Segmentation annotation rows:
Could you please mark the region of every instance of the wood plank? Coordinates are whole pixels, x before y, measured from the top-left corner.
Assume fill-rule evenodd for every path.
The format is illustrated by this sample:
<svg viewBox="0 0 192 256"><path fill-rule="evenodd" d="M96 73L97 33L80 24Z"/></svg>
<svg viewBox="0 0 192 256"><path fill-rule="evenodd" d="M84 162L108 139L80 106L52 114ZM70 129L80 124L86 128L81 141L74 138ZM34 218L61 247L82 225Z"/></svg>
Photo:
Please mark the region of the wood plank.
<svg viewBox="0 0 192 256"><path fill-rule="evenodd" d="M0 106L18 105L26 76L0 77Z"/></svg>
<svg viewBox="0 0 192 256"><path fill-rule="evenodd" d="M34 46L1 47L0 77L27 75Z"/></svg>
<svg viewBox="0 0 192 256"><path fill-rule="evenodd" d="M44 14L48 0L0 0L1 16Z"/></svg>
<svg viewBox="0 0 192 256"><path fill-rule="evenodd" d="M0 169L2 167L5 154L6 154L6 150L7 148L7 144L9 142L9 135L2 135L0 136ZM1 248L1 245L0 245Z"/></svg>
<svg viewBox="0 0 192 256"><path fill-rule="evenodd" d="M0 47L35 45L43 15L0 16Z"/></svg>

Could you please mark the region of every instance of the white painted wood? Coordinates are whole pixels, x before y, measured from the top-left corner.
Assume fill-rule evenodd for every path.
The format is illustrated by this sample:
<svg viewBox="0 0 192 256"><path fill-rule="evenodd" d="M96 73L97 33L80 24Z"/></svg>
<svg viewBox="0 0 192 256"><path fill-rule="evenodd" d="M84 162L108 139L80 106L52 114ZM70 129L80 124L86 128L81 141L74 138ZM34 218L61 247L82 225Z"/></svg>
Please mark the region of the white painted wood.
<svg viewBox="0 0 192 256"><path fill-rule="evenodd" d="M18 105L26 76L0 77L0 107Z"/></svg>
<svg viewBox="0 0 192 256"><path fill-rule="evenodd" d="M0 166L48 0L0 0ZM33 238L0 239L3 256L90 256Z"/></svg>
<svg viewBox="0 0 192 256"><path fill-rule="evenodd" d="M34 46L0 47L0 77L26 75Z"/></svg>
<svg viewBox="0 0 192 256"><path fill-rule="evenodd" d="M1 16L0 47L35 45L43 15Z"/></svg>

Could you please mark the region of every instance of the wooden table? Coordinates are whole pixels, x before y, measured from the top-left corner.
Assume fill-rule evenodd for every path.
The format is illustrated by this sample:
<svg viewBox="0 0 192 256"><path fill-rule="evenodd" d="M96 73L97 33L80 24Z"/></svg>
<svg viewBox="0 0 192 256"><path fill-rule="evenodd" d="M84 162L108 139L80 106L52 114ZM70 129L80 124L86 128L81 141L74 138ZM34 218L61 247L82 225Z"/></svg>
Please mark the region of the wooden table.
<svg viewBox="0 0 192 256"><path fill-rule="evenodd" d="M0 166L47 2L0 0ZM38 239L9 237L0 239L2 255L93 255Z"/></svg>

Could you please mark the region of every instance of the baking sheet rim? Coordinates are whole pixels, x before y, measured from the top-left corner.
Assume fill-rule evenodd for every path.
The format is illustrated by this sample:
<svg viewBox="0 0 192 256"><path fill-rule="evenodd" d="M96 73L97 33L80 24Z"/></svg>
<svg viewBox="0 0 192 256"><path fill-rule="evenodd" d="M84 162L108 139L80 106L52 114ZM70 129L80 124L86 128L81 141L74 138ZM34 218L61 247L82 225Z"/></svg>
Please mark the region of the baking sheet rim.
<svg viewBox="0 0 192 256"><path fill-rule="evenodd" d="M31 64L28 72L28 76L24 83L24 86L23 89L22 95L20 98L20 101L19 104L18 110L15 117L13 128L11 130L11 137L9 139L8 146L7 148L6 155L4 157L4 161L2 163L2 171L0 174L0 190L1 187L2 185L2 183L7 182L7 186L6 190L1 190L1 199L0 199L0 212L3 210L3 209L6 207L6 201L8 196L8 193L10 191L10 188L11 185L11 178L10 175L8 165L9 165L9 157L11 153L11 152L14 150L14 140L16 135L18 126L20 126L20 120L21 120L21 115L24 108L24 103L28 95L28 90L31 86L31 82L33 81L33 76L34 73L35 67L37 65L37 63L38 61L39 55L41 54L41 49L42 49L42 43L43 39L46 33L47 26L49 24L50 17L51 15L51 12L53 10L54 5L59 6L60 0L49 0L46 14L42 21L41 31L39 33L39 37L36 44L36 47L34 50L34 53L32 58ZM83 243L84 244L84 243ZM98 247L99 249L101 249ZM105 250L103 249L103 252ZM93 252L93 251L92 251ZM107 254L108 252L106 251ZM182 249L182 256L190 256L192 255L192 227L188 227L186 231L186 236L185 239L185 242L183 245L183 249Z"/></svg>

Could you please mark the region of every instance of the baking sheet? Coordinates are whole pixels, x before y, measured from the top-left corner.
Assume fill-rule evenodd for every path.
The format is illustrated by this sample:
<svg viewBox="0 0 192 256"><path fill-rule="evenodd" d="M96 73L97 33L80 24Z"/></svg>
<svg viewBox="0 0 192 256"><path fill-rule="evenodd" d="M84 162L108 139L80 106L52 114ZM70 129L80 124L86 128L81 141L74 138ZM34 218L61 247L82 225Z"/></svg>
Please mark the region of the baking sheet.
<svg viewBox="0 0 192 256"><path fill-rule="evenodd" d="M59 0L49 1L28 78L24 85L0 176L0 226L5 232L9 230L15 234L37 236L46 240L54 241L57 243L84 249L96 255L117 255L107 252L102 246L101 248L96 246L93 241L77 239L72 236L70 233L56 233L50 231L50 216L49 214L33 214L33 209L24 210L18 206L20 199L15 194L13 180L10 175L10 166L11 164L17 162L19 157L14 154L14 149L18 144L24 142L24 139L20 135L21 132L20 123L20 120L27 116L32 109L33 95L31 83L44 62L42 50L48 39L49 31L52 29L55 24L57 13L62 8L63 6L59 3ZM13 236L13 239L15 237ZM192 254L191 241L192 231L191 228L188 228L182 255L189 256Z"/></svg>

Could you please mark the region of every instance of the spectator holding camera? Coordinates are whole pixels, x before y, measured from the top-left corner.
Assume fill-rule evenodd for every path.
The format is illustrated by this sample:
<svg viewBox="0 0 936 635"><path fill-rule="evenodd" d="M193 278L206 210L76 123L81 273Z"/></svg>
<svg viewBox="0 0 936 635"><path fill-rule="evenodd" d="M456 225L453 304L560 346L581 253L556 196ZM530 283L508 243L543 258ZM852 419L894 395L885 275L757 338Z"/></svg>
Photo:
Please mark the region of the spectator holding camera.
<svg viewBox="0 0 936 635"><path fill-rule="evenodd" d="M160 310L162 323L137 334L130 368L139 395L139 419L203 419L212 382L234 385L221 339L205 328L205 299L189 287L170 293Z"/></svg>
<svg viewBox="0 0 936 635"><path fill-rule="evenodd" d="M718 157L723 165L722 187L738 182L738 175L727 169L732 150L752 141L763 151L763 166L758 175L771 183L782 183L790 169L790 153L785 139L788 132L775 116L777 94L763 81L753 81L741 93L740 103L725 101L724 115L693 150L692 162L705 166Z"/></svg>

| DIRECTION |
Render every line of the rows above as a Markdown table with two columns, Line and Content. Put a running number in Line and leave blank lines out.

| RESPONSE |
| Line | Content |
|---|---|
| 1 | Could you please mark the region of every instance of the wood plank? Coordinates are whole pixels, x before y, measured from the top-left corner. |
| 2 | Assume fill-rule evenodd for every path. |
| 3 | The format is illustrated by this sample: |
| 4 | <svg viewBox="0 0 192 256"><path fill-rule="evenodd" d="M96 73L97 33L80 24Z"/></svg> |
| 5 | <svg viewBox="0 0 192 256"><path fill-rule="evenodd" d="M84 162L108 139L80 106L52 114ZM70 129L80 124L86 128L81 141L74 138ZM34 218L61 247L82 225Z"/></svg> |
| 6 | Photo: |
| 7 | Please mark the region of the wood plank. |
| 8 | <svg viewBox="0 0 192 256"><path fill-rule="evenodd" d="M0 106L18 105L26 76L0 77Z"/></svg> |
| 9 | <svg viewBox="0 0 192 256"><path fill-rule="evenodd" d="M34 46L1 47L0 77L27 75Z"/></svg> |
| 10 | <svg viewBox="0 0 192 256"><path fill-rule="evenodd" d="M44 14L48 0L0 0L1 16Z"/></svg> |
| 11 | <svg viewBox="0 0 192 256"><path fill-rule="evenodd" d="M0 169L2 167L5 154L6 154L6 150L7 148L7 144L9 142L9 135L2 135L0 136ZM1 248L1 245L0 245Z"/></svg> |
| 12 | <svg viewBox="0 0 192 256"><path fill-rule="evenodd" d="M0 47L35 45L43 15L0 16Z"/></svg> |
| 13 | Could you please mark the region of every instance of the white painted wood? Coordinates are whole pixels, x before y, measured from the top-left corner. |
| 14 | Assume fill-rule evenodd for every path. |
| 15 | The format is illustrated by this sample: |
| 16 | <svg viewBox="0 0 192 256"><path fill-rule="evenodd" d="M96 73L97 33L80 24Z"/></svg> |
| 17 | <svg viewBox="0 0 192 256"><path fill-rule="evenodd" d="M84 162L108 139L80 106L52 114ZM70 129L80 124L86 128L81 141L74 138ZM34 218L61 247L82 225Z"/></svg> |
| 18 | Please mark the region of the white painted wood. |
| 19 | <svg viewBox="0 0 192 256"><path fill-rule="evenodd" d="M18 105L26 76L0 77L0 107Z"/></svg> |
| 20 | <svg viewBox="0 0 192 256"><path fill-rule="evenodd" d="M0 166L48 0L0 0ZM33 238L0 239L3 256L90 256Z"/></svg> |
| 21 | <svg viewBox="0 0 192 256"><path fill-rule="evenodd" d="M34 46L0 47L0 77L26 75Z"/></svg> |
| 22 | <svg viewBox="0 0 192 256"><path fill-rule="evenodd" d="M1 16L0 47L35 45L43 15Z"/></svg> |
| 23 | Could you please mark the region of every instance of the wooden table? Coordinates are whole pixels, x before y, measured from the top-left corner. |
| 24 | Assume fill-rule evenodd for every path. |
| 25 | The format is illustrated by this sample: |
| 26 | <svg viewBox="0 0 192 256"><path fill-rule="evenodd" d="M96 73L97 33L80 24Z"/></svg> |
| 27 | <svg viewBox="0 0 192 256"><path fill-rule="evenodd" d="M84 162L108 139L80 106L52 114ZM70 129L80 124L86 128L81 141L74 138ZM34 218L61 247L82 225Z"/></svg> |
| 28 | Please mark the region of the wooden table. |
| 29 | <svg viewBox="0 0 192 256"><path fill-rule="evenodd" d="M0 166L47 2L0 0ZM38 239L9 237L0 239L2 255L93 255Z"/></svg> |
| 30 | Could you please mark the region of every instance of the baking sheet rim? Coordinates are whole pixels, x before y, measured from the top-left corner. |
| 31 | Assume fill-rule evenodd for every path. |
| 32 | The format is illustrated by this sample: |
| 33 | <svg viewBox="0 0 192 256"><path fill-rule="evenodd" d="M96 73L97 33L80 24Z"/></svg> |
| 34 | <svg viewBox="0 0 192 256"><path fill-rule="evenodd" d="M84 162L108 139L80 106L52 114ZM70 129L80 124L86 128L81 141L74 138ZM34 218L61 247L82 225Z"/></svg> |
| 35 | Please mark the region of the baking sheet rim. |
| 36 | <svg viewBox="0 0 192 256"><path fill-rule="evenodd" d="M31 64L28 72L28 76L24 83L24 86L23 89L22 95L20 98L20 101L19 104L18 110L15 117L13 128L11 130L11 137L9 139L8 146L7 148L6 155L4 157L4 161L2 163L2 171L0 174L0 190L1 187L2 185L2 183L7 182L7 186L6 190L1 190L1 199L0 199L0 212L3 210L3 209L6 207L6 201L8 196L8 193L10 191L10 188L11 185L11 178L10 175L8 165L9 165L9 157L11 153L11 152L14 150L14 140L16 135L18 126L20 126L20 120L21 120L21 115L24 108L24 103L28 95L28 90L31 86L31 82L33 81L33 76L34 73L35 67L37 65L37 63L38 61L39 55L41 54L41 49L42 49L42 43L43 39L46 33L47 26L49 24L50 17L51 15L51 12L53 10L54 5L59 6L60 0L49 0L46 14L42 21L41 31L39 33L39 37L36 44L36 47L34 50L34 53L32 58ZM83 243L84 244L84 243ZM98 247L99 249L101 249ZM105 250L103 249L103 252ZM93 252L93 251L92 251ZM107 254L108 252L106 251ZM182 249L182 256L190 256L192 255L192 227L188 227L186 231L186 236L185 239L185 242L183 245L183 249Z"/></svg> |
| 37 | Could you please mark the region of every instance of the baking sheet? Coordinates are whole pixels, x before y, measured from the top-left corner. |
| 38 | Assume fill-rule evenodd for every path. |
| 39 | The format is illustrated by this sample: |
| 40 | <svg viewBox="0 0 192 256"><path fill-rule="evenodd" d="M96 73L97 33L80 24Z"/></svg> |
| 41 | <svg viewBox="0 0 192 256"><path fill-rule="evenodd" d="M84 162L108 139L80 106L52 114ZM70 129L80 124L86 128L81 141L74 138ZM34 218L61 247L82 225Z"/></svg> |
| 42 | Please mark the region of the baking sheet. |
| 43 | <svg viewBox="0 0 192 256"><path fill-rule="evenodd" d="M59 0L49 1L28 78L24 85L0 176L0 226L5 232L9 230L15 234L37 236L46 240L54 241L57 243L84 249L96 255L117 255L107 252L102 246L101 248L96 246L93 241L77 239L72 236L70 233L56 233L50 231L50 216L49 214L33 214L33 209L24 210L18 206L20 199L15 194L13 180L10 175L10 166L11 164L17 162L19 157L14 154L14 149L18 144L24 142L24 139L20 135L21 132L20 123L20 120L27 116L32 109L33 95L31 83L44 62L42 50L48 39L49 31L52 29L55 24L57 13L62 8L63 6L59 3ZM13 236L13 239L15 237ZM192 254L191 241L192 231L191 228L188 228L182 255L189 256Z"/></svg> |
| 44 | Could you please mark the region of every instance of the spectator holding camera? Coordinates are whole pixels, x before y, measured from the top-left corner. |
| 45 | Assume fill-rule evenodd for every path. |
| 46 | The format is illustrated by this sample: |
| 47 | <svg viewBox="0 0 936 635"><path fill-rule="evenodd" d="M193 278L206 210L76 123L81 273Z"/></svg> |
| 48 | <svg viewBox="0 0 936 635"><path fill-rule="evenodd" d="M456 225L453 304L560 346L581 253L556 196ZM530 283L508 243L543 258ZM852 419L894 395L885 275L757 338Z"/></svg> |
| 49 | Photo: |
| 50 | Please mark the region of the spectator holding camera. |
| 51 | <svg viewBox="0 0 936 635"><path fill-rule="evenodd" d="M160 310L162 323L137 334L130 368L139 395L139 419L203 419L212 382L234 385L221 339L205 328L205 299L189 287L170 293Z"/></svg> |
| 52 | <svg viewBox="0 0 936 635"><path fill-rule="evenodd" d="M718 157L723 165L722 187L738 182L738 175L727 169L732 150L752 141L763 151L763 166L758 175L771 183L782 183L790 169L790 153L785 139L788 132L775 116L777 94L763 81L753 81L741 93L740 103L725 101L724 115L693 150L692 162L705 166Z"/></svg> |